(Problem details)
Print each of the rows below word for word, leaving the pictures out of your copy.

(Dataset entries)
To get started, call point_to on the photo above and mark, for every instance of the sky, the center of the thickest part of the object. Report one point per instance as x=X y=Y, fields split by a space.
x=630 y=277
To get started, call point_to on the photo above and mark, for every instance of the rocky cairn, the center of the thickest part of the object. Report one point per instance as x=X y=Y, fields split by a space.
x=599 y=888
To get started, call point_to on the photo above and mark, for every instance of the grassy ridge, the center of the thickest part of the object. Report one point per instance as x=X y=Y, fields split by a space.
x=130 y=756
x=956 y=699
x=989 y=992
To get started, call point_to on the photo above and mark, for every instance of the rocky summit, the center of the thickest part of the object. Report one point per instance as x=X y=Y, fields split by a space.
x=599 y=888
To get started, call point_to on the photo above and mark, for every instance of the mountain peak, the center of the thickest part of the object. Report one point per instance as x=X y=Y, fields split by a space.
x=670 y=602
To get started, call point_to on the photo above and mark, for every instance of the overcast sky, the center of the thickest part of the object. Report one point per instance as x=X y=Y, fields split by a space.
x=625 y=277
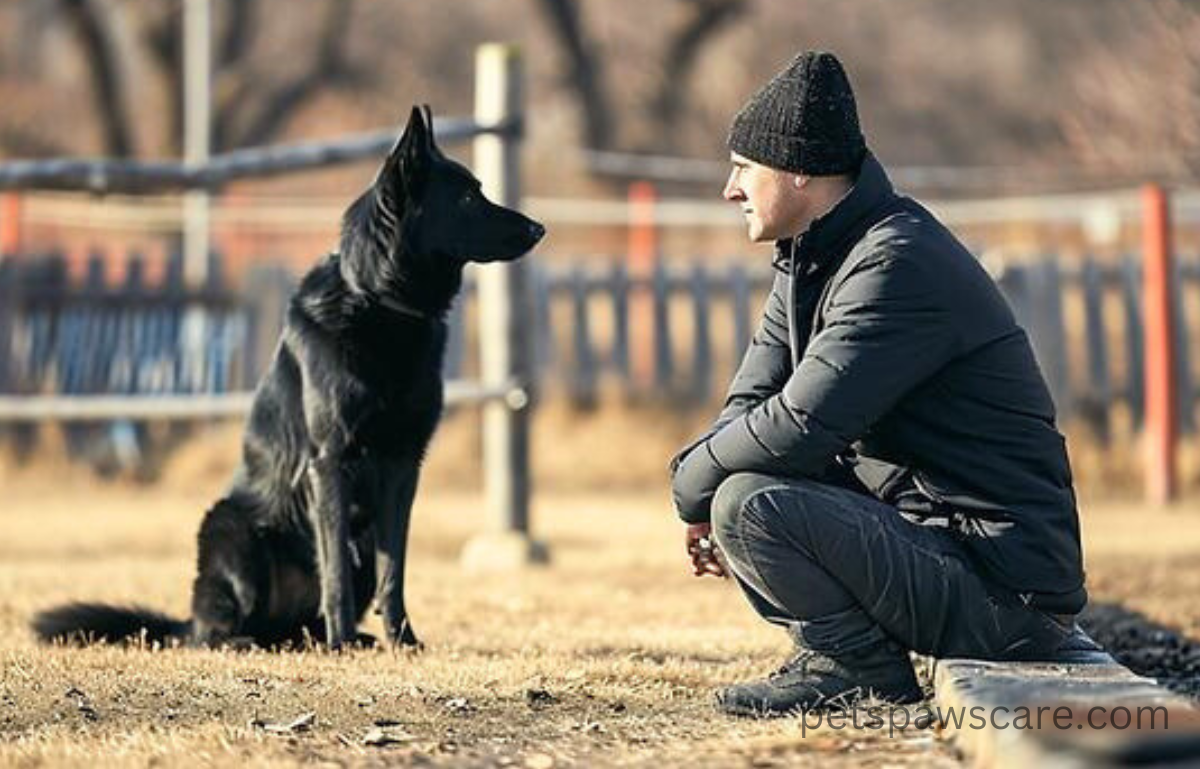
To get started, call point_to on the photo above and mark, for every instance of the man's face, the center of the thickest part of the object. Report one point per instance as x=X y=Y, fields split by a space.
x=773 y=202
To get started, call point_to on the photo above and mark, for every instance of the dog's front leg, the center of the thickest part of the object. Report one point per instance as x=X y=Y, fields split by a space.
x=330 y=518
x=391 y=544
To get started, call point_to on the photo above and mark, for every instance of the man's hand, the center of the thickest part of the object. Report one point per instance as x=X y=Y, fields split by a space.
x=706 y=558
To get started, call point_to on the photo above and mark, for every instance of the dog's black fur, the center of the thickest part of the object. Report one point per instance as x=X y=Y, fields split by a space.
x=316 y=522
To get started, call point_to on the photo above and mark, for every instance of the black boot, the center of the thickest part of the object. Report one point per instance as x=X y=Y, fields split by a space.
x=815 y=680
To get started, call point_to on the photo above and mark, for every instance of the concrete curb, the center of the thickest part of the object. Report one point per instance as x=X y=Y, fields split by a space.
x=1047 y=714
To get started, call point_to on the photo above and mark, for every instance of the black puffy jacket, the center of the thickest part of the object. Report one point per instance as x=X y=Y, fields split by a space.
x=888 y=350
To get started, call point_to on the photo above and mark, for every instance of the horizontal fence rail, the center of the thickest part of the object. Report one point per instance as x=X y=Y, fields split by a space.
x=93 y=350
x=143 y=176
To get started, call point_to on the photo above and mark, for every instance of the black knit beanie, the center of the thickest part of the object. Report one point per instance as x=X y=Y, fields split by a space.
x=804 y=120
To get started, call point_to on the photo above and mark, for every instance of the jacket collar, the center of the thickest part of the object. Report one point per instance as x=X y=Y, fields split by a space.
x=823 y=240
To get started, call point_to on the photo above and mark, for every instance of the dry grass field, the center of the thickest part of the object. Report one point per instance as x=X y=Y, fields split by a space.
x=606 y=656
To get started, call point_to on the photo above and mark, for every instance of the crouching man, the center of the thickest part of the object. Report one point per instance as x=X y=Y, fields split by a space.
x=886 y=474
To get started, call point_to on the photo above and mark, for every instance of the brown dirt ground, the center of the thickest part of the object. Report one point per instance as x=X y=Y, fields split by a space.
x=606 y=656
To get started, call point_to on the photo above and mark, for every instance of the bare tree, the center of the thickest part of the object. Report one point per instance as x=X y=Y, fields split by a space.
x=90 y=25
x=249 y=107
x=586 y=76
x=703 y=19
x=1141 y=118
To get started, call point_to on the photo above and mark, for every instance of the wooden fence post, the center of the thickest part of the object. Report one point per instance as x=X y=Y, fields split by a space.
x=505 y=328
x=1161 y=401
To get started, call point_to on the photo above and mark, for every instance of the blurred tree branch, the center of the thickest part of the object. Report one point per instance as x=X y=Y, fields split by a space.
x=702 y=22
x=705 y=19
x=90 y=25
x=586 y=76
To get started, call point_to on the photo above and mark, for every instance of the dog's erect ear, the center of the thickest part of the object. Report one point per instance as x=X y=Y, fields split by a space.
x=409 y=158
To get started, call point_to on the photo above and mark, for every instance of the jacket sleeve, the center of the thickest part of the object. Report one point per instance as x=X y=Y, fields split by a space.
x=886 y=330
x=763 y=371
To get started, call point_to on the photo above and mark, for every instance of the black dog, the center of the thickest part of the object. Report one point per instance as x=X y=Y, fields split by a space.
x=316 y=521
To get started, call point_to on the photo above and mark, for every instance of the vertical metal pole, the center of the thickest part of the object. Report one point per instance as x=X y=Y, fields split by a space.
x=1161 y=396
x=197 y=131
x=10 y=223
x=642 y=259
x=505 y=326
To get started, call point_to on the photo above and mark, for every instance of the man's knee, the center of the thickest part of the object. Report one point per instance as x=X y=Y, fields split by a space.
x=732 y=498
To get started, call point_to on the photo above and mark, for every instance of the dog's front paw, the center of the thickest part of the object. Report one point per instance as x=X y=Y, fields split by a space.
x=405 y=638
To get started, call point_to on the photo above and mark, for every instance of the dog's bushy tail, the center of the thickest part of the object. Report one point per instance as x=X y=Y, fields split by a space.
x=99 y=623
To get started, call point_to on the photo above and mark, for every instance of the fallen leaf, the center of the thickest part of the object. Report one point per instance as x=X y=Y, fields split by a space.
x=539 y=761
x=379 y=738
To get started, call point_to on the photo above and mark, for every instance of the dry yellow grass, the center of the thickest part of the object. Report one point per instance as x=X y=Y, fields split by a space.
x=604 y=658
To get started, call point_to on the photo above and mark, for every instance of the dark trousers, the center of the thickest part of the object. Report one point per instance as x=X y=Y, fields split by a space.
x=844 y=571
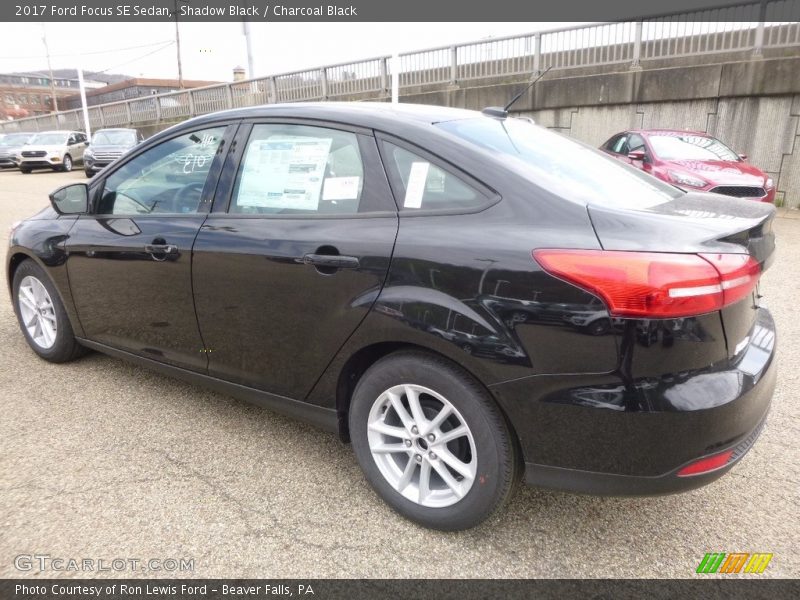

(The reply)
To get started, call point_to on the photo above and mark, for every instance of the sky, the center of the thickest part of the object. Report one point per instance as x=X y=Y, fields split by a space.
x=630 y=277
To get started, call point_to on the photo above and mark, for every instance of the rocky cairn, the center of the thickest part of the object. Report one point per instance as x=X y=Y, fields split by a space.
x=599 y=888
To get started, call point_to on the photo above and mark, for every instance of the grassy ridge, the center of the thickest part of the object. Report one point per instance as x=X y=Y, fields split by a space.
x=130 y=756
x=956 y=699
x=989 y=992
To get started, call point_to on the photo above and mark, for every instance of the rocky summit, the center of the thickest part of the object. Report one point per instance as x=X y=Y, fields split by a space.
x=599 y=888
To get started, call point_to on the photo above and mark, for every instance of the mountain peak, the center of the thickest part of the object. Report one point per instance as x=X y=Y, fields split by a space.
x=670 y=602
To get started, call point_to on the photo above and mark, for every instance of the overcast sky, the center of the thickest part of the object. Report one point per instance as x=X y=Y, fields split by a space.
x=625 y=277
To get started, call point_to on the photo above and mark, for every instance of the man's face, the center of the thickest part of the object. Report one point per instance as x=X y=Y, fields split by a space.
x=773 y=202
To get started, call point_to on the photo above and mark, for every instance of the dog's front leg, the center of the thickest part of the object. Report one point per instance as x=X y=Y, fields split by a space.
x=330 y=518
x=391 y=544
To get started, call point_to on the photo above and mark, for every instance of the man's hand, the center of the thickest part of the object. Report one point per instance as x=X y=Y, fields split by a space.
x=706 y=558
To get started, call point_to on the photo above and mark, for every instance of the dog's black fur, the center of the thickest part of the object. Report one point per instance as x=X y=Y, fields split by a space.
x=316 y=522
To get started, call point_to on the photo above and mark, for every instance of the black boot, the center of the thickest part of the object. Report one point per instance as x=X y=Y, fields split by a space.
x=815 y=680
To get started, call point_to on the photo above and mark, for every instance of the concrete curb, the center of the thickest part of the object. Report one point per instance as x=X y=Y, fields split by a space.
x=1047 y=714
To get started, call point_to on the photo above and mark, for every instance of the black puffy jacket, the center of the thickest part of the object. Report one point per instance as x=X y=Y, fields split by a space.
x=888 y=350
To get started, call point_to on the photo above and mark, for every instance of the horizontal fence rail, the center of the thickest part of the object. Report one point per instance as x=X y=Y, fields split by a space.
x=93 y=350
x=143 y=176
To get started, call point_to on the photo above and mark, for every instance of the black knit beanie, the center of the thickest part of the object. Report one point per instance as x=X y=Y, fields split by a space.
x=804 y=120
To get started, call point_to on the photo above and mark, for every instance of the jacket collar, the center of the thickest part of the object. Report one point per instance as x=X y=Y, fields split by a space.
x=823 y=240
To get started, call point_to on the photo above and mark, for every instance of the dry grass field, the center of the thickest part of the object. Report one point per instance as x=X y=Y, fields split by a space.
x=606 y=656
To get started, call point_to on the photo above and mark, for every instance of the crouching man, the center of the thickest part of the object. Report one point per instance as x=X y=Y, fields split by a space.
x=886 y=474
To get started, call point_to on the photo above and mark, for every instance of the brown dirt ground, the center of the thickest part of the object. Report one point per instance as x=X y=Y, fields split by a space.
x=606 y=656
To get started, call point_to on the photo above and mark, for every instance of the bare tree, the center of the thickest part of the object. Report one point per instance as x=X y=Y, fields split by a space.
x=90 y=25
x=249 y=107
x=586 y=76
x=703 y=19
x=1141 y=118
To get started, call point_to on the photo above and mark, for every instance of the wooden fence post, the center of the thickest part of the object. Report one point per instance as x=X y=Y, fields split by a space.
x=505 y=328
x=1161 y=401
To get started, call point_to on the photo above and mark, for every instance of the blurred tree branch, the center of the thickest part of the object. Report one point per instance as x=X y=Y, fields split by a space.
x=702 y=22
x=705 y=19
x=90 y=25
x=586 y=76
To get started, call point_to on the photo above and mark, for every instance of the dog's erect ear, the center of the thickest part of the object. Report one point per instance as x=X y=Y, fields split by a space.
x=409 y=158
To get started, call point_to on the photo above and mark, for every instance of the jacket sleeve, the center of the thickest part of the object. Report one point per instance as x=X y=Y, fields split by a space.
x=886 y=330
x=763 y=371
To get started, call point_to on the photo above and mark, for every instance of the black dog, the center of the thickest part of the object. Report one point per instance as x=X y=Y, fields split by a space.
x=316 y=521
To get started, call point_to on the photo above and mark, for every instance of the vertical metal pole, the center of the thickest part of the object. Report one point per instance as x=X y=Y, fields split by a space.
x=1161 y=396
x=197 y=131
x=10 y=223
x=642 y=259
x=505 y=326
To get started, call point_to on the photo above and mark, for every instance of the man's knee, the center of the thickest part of the object. Report one point per instance as x=X y=Y, fields split by a space.
x=732 y=498
To get started, call point_to on the photo above and mark, for every instance of the dog's front paw, the center of the thickest part of the object. Report one point per instance as x=X y=Y, fields split by a space.
x=405 y=638
To get started, call point_to on the photo above and mark, for every instance of the dog's bushy tail, the center of the thickest part of the object. Report one point per instance as x=X y=Y, fields split by a space.
x=99 y=623
To get started, call point_to on the photo above and mark, for every instance of the fallen leaf, the center of the thickest part of the object. Report one point per instance as x=X y=Y, fields split by a space.
x=539 y=761
x=379 y=738
To get started, call point_to on the photo above and mark, for every instance of the dry yellow grass, the center of the thickest part of the object. Report one point per instance as x=X y=Y, fields split by a space.
x=604 y=658
To get started, call point_to on the photo above and mark, for every instance of the dark trousers, the center of the thickest part of the object. Report one point per instance as x=X y=Y, fields split by a space.
x=844 y=571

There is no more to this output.